== ITEMS ==
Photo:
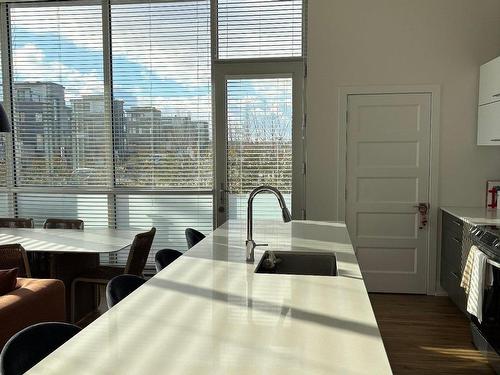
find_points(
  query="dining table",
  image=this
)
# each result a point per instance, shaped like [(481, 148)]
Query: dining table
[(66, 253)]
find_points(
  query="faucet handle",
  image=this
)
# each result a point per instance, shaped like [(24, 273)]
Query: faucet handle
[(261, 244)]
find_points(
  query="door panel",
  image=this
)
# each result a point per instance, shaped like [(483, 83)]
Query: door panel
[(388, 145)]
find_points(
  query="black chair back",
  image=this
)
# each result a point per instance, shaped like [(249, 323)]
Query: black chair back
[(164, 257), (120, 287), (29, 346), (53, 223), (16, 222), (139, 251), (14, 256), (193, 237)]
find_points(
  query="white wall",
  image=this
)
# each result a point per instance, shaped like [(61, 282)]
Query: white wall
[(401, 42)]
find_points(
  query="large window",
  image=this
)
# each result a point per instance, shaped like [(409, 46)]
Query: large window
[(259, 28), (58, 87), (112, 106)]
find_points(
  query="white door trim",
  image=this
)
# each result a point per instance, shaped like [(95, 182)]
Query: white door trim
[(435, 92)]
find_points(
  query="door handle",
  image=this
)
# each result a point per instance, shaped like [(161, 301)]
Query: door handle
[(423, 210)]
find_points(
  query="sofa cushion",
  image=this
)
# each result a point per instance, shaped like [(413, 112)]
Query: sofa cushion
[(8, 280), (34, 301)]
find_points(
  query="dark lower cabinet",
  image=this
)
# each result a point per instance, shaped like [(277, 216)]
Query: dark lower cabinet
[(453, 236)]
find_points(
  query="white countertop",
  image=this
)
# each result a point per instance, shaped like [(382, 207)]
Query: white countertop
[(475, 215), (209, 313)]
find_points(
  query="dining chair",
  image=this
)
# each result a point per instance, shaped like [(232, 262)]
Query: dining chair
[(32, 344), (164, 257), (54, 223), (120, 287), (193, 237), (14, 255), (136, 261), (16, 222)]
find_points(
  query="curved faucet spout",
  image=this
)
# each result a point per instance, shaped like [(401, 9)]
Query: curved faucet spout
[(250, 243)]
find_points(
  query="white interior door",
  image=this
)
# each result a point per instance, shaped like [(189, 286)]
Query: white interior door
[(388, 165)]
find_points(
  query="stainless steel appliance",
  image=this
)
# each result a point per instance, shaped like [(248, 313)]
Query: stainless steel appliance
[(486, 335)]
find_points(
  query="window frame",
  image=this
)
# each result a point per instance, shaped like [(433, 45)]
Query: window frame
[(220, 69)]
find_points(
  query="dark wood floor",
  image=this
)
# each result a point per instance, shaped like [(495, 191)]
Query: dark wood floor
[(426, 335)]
* * *
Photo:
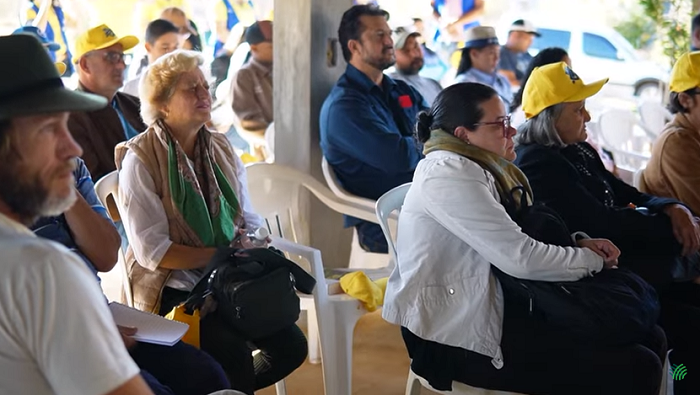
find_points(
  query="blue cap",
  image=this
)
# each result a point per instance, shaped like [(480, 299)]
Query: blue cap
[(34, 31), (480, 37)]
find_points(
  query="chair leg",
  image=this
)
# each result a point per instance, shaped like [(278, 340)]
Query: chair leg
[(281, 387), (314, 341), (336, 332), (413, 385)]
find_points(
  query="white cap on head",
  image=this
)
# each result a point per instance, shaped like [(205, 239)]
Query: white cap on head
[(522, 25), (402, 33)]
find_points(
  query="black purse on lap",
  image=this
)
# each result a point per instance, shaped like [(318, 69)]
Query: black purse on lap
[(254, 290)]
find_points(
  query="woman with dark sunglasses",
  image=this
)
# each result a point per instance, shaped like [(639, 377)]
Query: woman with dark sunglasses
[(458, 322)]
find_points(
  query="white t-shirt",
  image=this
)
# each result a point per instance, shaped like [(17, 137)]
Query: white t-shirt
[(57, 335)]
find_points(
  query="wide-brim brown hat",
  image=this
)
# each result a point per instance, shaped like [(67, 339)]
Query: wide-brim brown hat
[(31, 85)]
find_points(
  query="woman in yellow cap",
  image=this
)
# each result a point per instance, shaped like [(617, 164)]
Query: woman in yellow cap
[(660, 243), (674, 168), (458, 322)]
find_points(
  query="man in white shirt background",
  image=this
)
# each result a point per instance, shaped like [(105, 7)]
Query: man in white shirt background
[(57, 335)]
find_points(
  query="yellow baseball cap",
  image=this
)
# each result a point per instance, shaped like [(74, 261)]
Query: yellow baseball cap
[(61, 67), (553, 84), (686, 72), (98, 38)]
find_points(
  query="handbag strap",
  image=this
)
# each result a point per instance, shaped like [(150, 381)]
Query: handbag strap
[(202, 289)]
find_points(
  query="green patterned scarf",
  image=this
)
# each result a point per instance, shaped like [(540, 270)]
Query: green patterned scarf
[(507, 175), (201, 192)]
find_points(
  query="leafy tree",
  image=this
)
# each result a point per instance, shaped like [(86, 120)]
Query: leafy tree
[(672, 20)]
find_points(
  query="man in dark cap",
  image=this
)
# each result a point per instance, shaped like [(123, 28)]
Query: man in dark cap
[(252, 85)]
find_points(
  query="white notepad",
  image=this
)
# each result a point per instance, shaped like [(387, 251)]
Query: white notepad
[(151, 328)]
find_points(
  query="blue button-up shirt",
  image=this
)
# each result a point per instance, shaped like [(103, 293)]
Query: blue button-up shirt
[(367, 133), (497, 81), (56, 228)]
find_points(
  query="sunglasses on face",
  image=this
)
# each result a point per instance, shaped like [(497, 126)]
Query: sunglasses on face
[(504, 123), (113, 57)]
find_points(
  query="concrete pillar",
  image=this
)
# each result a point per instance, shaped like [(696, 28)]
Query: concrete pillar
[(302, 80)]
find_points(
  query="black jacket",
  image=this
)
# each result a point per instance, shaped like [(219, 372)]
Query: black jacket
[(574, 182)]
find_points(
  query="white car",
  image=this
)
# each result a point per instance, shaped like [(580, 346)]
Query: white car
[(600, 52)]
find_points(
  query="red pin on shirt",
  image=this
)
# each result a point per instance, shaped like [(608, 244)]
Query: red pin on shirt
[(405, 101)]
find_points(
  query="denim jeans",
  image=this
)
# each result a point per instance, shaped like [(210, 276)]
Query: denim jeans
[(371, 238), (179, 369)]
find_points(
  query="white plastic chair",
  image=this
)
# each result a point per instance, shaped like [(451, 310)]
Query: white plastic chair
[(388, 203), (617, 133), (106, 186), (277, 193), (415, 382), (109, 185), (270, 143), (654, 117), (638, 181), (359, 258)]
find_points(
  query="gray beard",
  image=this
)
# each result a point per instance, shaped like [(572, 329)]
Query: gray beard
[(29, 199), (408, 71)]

== EXERCISE TASK ==
Count the lines of the data above that contain the string "pillar", with case taken into account, and give only the number.

== REPLY ==
2